## EXERCISE TASK 1
According to the meeting notes, how large is NJPR's listenership compared with WNYC's?
## EXERCISE TASK 2
Echo the stretch of the meeting notes from "NJPR has a listenership" through "people to tune-in.".
## EXERCISE TASK 3
List every agenda item in the bulleted list near the top of the meeting notes.

## EXCERPTED PASSAGE
GUEST: Nancy Solomon, Managing Editor, NJ Public Radio


  • Conversation with Nancy Solomon
  • Q&A with Nancy Solomon
  • Public Comment
  • Community Advisory Board Business


Nancy Solomon began her presentation by explaining what NJPR is. Upon taking office in 2009, Gov. Chris Christie sold off the public radio station and leased the television radio station. WHYY bought half of the radio stations and WNYC bought the other half. Solomon was hired to build and manage a news bureau. Under her leadership, the station was focused not just on NJ but the whole metropolitan area.  NJPR was then integrated into the New York’s WNYC newsroom. She hired the first crop of reporters, which includes Matt Katz and Terri Langford.

NJPR has a listenership that is about a third of WNYC’s.  Its budgeting was folded into the WNYC budget, and with that, the station was moved off the grants into WNYC’s core budget. NJPR content is mostly the same as WNYC, but it diverges in the evenings. Occasionally people call in and ask for dedicated programming for NJ. The Christie Tracker was very popular, and people asked for it to keep going, but as Christie is no longer governor, there’s no justification for it. Currently, local news content is taken and integrated in the NPR national news show. Looking ahead, Solomon would like to have an on-demand podcast because that format makes it so much easier for people to tune-in.

Mid-Term Election Coverage: NJPR followed three activist groups formed post-Trump’s election that helped shed light on various views. Grassroots organizations, mostly run by women, successfully flipped some of the Republican Congressional seats in the mid-term elections. For example, in the 11th district, Democrat Mikey Cheryl entered the race to run against Republican Rodney Frelinghuysen, who then decided to drop out and retire. In the 7th district, Republican Leonard Lance got squeezed because he had never really stood up to the conservatives in his party.  Although he held two town halls, which drew crowds of a 1000 or more, it didn’t save him and Democrat Tom Malinowski, beat him. Solomon also covered Senator Bob Menendez. Some of the newly elected NJ officials appeared on NJPR in December. A CAB meeting attendee noted that most news report never say Trump is lying.  Solomon explained that the problem with the word “lying” is that it involves intent, and that is hard to prove.  While the NYT recently called Trump a liar, journalists must be careful by sticking to the facts and avoid saying things that can be perceived as subjective. The journalist’s job is to inform the public in the most factual way that they can. This situation really has posed a problem; how can people cover a president whose definition of truth is elusive? As shown by the results of the recent NJ mid-term elections, Solomon likes to see people taking the reins of Democracy to find a way forward.

## MATERIAL SUPPLIED
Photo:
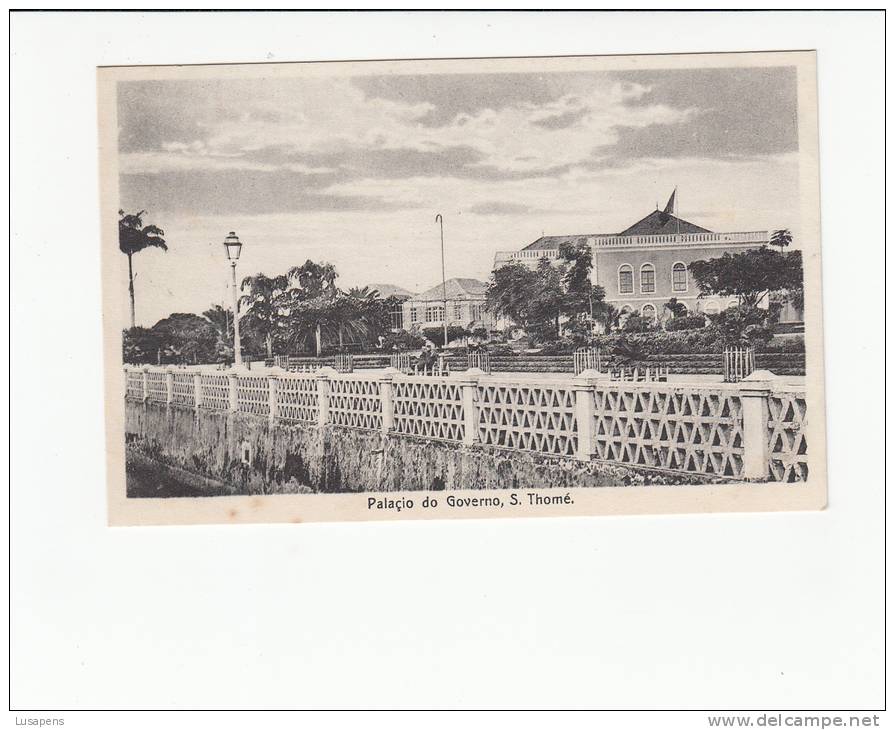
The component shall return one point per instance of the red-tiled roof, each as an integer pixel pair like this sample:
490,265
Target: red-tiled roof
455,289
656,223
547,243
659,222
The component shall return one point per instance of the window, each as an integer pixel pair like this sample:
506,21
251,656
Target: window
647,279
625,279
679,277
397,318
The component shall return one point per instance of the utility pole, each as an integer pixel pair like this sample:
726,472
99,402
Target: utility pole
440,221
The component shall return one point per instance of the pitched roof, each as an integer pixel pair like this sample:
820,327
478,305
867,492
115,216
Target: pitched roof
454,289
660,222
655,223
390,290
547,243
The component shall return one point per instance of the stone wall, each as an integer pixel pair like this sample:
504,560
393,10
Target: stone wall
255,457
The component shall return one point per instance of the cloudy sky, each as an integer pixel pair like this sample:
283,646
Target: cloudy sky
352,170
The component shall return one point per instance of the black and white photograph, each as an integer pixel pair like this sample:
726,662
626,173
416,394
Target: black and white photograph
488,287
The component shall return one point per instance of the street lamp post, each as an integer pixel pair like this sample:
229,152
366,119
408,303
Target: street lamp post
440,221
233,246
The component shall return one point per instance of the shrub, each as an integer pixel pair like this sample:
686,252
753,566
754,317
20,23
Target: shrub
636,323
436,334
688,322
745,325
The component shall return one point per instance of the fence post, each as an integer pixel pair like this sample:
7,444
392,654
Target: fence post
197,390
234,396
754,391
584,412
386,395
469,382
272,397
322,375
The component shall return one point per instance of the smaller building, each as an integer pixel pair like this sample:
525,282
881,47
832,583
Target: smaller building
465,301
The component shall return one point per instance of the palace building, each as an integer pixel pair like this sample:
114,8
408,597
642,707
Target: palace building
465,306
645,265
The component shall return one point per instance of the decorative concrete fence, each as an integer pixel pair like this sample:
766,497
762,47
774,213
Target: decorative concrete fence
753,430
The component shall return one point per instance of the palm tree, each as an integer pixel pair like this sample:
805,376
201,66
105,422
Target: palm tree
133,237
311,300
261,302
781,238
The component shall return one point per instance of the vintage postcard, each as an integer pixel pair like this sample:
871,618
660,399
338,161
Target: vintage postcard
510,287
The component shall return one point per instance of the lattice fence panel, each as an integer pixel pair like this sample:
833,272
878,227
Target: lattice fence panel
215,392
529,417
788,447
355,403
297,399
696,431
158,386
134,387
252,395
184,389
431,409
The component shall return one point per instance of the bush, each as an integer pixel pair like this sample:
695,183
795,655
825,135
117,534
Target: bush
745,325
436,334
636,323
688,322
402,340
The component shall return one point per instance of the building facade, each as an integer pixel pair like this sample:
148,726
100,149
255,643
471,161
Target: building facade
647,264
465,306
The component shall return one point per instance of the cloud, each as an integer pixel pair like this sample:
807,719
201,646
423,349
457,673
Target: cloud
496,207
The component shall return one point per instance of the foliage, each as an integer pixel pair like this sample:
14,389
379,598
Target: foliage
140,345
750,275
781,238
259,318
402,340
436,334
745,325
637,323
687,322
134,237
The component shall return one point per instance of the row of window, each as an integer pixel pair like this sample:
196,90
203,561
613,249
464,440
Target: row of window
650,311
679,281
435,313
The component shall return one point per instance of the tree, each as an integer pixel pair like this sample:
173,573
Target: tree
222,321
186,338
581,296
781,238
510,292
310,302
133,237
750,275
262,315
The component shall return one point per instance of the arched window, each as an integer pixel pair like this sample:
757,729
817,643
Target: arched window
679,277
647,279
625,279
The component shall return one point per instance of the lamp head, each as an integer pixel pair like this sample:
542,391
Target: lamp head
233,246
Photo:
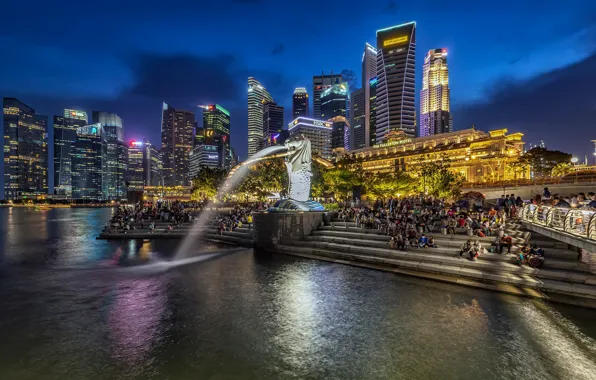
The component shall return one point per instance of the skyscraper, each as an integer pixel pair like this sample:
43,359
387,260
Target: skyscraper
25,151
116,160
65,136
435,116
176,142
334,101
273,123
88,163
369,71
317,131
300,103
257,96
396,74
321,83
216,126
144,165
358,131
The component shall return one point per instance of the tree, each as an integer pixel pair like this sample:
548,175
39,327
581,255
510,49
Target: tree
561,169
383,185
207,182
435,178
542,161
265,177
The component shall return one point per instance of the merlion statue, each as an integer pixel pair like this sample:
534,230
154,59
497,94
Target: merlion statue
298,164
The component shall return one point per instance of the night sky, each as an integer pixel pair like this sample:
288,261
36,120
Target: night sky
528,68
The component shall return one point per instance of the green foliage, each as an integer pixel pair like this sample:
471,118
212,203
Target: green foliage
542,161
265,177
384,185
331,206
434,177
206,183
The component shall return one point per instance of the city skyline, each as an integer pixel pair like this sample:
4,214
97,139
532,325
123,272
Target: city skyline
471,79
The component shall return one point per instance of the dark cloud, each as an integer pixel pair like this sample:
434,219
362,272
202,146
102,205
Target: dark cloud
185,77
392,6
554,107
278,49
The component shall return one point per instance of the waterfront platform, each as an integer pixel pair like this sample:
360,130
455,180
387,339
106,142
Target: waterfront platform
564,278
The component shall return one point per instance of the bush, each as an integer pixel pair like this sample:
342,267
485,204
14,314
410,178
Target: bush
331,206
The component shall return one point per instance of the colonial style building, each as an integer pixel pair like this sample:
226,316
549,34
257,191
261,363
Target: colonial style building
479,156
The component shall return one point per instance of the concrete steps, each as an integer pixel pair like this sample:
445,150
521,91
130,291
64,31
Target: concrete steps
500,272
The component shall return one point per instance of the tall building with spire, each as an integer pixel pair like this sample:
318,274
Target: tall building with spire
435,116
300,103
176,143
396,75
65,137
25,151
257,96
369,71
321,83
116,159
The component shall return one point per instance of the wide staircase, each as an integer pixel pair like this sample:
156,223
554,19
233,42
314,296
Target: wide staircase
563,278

## PROBLEM SOLUTION 1
About a third of WNYC's.

## PROBLEM SOLUTION 2
NJPR has a listenership that is about a third of WNYC’s.  Its budgeting was folded into the WNYC budget, and with that, the station was moved off the grants into WNYC’s core budget. NJPR content is mostly the same as WNYC, but it diverges in the evenings. Occasionally people call in and ask for dedicated programming for NJ. The Christie Tracker was very popular, and people asked for it to keep going, but as Christie is no longer governor, there’s no justification for it. Currently, local news content is taken and integrated in the NPR national news show. Looking ahead, Solomon would like to have an on-demand podcast because that format makes it so much easier for people to tune-in.

## PROBLEM SOLUTION 3
Conversation with Nancy Solomon
Q&A with Nancy Solomon
Public Comment
Community Advisory Board Business